## Trecho do texto
Aos doze anos, Edney conheceu Charles Dickens e Thomas Mann. Aos quatorze, leu a obra completa de Jean Paul Sartre e, em seguida, enveredou pela literatura brasileira através de Fernando Sabino. O jornalismo aconteceu por acaso. Não foi sua primeira escolha profissional. “Eu entrei para a Faculdade de História, mas não completei o curso. Fiz um curta-metragem que ganhou alguns prêmios e me convidaram para escrever uma crônica em O Jornal, onde começou minha carreira jornalística.”
Nessa época, as leituras de Dickens eram feitas no original - assim como os filmes americanos, vistos sem legendas no cinema de Valença - e ele foi convidado para redigir notícias em inglês para a Manchete Press, a agência de notícias do grupo Bloch. Durante alguns anos, trabalhou na empresa comandada pelo folclórico Adolpho Bloch, onde também escreveu reportagens para a revista Manchete e para a Fatos e Fotos, cujo editor-chefe, transferido para a revista O Cruzeiro, o levou para um novo emprego.
Mas a carreira jornalística foi interrompida prematuramente. Edney se demitiu de O Jornal, após ser censurado por fazer uma reportagem sobre a falência de um fabricante de charutos, o que acabou inviabilizando seus outros empregos. “A partir dali, ficou difícil conseguir trabalho e eu mudei de ramo. Como achava que sabia escrever e sabia fazer cinema, optei pela publicidade.”
Ao abrir as páginas amarelas em busca do novo emprego, conseguiu uma vaga na agência DPZ, a última em que procurou. Anos mais tarde, foi contratado pela produtora KSK Visuals para trabalhar em Nova Iorque e se mudou para os Estados Unidos. Só em 1992 voltou ao jornalismo, como correspondente do jornal O Globo na Big Apple. E, em 1996, criou o programa Milênio, ao lado do jornalista Paulo Francis, para a recém-lançada Globo News.

## As linhas
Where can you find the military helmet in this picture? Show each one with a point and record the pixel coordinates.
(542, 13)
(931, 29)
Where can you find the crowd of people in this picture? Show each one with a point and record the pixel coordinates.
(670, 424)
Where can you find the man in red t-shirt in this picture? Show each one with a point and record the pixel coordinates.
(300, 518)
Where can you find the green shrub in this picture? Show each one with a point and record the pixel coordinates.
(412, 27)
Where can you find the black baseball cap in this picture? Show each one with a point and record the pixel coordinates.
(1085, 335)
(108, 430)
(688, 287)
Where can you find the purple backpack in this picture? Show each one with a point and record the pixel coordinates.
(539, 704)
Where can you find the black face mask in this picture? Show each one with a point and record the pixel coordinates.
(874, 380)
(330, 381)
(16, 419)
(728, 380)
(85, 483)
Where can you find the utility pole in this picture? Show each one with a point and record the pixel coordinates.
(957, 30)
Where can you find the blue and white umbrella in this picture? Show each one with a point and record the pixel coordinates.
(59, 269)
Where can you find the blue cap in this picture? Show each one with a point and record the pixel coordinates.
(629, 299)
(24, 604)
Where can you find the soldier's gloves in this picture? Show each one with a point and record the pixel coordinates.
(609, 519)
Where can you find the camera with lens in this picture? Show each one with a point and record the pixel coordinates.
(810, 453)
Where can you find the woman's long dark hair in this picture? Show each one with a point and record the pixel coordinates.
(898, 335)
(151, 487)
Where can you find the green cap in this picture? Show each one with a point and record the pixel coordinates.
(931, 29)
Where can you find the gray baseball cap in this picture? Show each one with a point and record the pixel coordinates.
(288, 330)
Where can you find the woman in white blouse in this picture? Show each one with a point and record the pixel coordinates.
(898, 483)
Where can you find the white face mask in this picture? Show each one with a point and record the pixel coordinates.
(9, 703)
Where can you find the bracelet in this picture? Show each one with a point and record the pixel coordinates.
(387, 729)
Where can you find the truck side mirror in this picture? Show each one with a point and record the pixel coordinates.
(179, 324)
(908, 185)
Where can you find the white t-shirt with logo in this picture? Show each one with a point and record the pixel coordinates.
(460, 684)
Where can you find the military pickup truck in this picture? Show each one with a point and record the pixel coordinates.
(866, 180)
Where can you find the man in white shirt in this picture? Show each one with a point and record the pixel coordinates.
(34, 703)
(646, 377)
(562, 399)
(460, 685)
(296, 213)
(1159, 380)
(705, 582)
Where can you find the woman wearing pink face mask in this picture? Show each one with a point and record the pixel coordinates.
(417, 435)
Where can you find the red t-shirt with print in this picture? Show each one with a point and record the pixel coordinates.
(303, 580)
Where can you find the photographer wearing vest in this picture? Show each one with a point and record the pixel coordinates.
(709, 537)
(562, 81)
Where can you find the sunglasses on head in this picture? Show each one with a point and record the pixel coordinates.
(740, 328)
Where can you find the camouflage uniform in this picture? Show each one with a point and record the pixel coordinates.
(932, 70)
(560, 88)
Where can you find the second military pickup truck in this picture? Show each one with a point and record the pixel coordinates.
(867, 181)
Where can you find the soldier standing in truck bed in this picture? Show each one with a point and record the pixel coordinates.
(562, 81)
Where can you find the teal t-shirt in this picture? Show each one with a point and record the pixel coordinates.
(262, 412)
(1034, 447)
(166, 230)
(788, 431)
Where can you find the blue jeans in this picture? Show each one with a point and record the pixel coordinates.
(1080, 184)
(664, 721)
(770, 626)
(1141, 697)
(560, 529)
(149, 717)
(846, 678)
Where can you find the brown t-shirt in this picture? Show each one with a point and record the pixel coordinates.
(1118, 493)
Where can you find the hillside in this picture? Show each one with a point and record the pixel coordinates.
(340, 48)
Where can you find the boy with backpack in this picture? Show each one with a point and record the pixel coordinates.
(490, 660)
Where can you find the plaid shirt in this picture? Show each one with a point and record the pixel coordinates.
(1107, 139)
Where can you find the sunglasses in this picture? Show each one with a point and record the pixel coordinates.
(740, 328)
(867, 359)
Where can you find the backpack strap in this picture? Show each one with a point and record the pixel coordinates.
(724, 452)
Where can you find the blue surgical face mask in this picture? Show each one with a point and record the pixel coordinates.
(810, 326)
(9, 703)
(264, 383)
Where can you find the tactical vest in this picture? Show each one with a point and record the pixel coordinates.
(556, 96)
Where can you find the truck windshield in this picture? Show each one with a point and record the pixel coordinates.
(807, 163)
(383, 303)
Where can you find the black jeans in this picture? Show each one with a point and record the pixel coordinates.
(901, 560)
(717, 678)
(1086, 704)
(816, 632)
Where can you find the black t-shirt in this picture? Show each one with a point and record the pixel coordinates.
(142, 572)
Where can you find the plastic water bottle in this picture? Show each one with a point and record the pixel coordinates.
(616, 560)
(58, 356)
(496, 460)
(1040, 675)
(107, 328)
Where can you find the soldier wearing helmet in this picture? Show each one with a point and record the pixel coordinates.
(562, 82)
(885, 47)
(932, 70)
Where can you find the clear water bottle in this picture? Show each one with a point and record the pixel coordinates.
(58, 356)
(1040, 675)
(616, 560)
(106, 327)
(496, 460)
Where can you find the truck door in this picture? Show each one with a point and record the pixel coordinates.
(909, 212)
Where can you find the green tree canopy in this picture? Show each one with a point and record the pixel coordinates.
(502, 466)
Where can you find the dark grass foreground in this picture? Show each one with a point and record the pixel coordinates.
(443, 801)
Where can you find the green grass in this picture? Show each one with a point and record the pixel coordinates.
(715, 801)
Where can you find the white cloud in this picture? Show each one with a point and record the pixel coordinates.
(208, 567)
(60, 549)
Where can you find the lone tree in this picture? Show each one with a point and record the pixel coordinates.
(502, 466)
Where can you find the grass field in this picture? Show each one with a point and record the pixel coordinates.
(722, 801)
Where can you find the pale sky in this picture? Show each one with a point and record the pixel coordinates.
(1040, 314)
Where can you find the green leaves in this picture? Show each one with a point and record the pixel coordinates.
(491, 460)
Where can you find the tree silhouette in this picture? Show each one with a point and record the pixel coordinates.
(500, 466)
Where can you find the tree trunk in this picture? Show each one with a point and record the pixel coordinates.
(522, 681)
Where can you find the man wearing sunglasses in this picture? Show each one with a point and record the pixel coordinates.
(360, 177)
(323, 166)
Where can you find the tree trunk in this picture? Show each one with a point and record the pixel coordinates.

## Objetivo 1
Relacione os escritores cujas obras Edney leu, segundo o trecho do texto.
## Objetivo 2
Extraia das linhas todas aquelas em que aparece a palavra "vest", respeitando a distinção entre maiúsculas e minúsculas.

## Solução redigida 1
Charles Dickens, Thomas Mann, Jean Paul Sartre e Fernando Sabino.

## Solução redigida 2
Where can you find the photographer wearing vest in this picture? Show each one with a point and record the pixel coordinates.
Where can you find the tactical vest in this picture? Show each one with a point and record the pixel coordinates.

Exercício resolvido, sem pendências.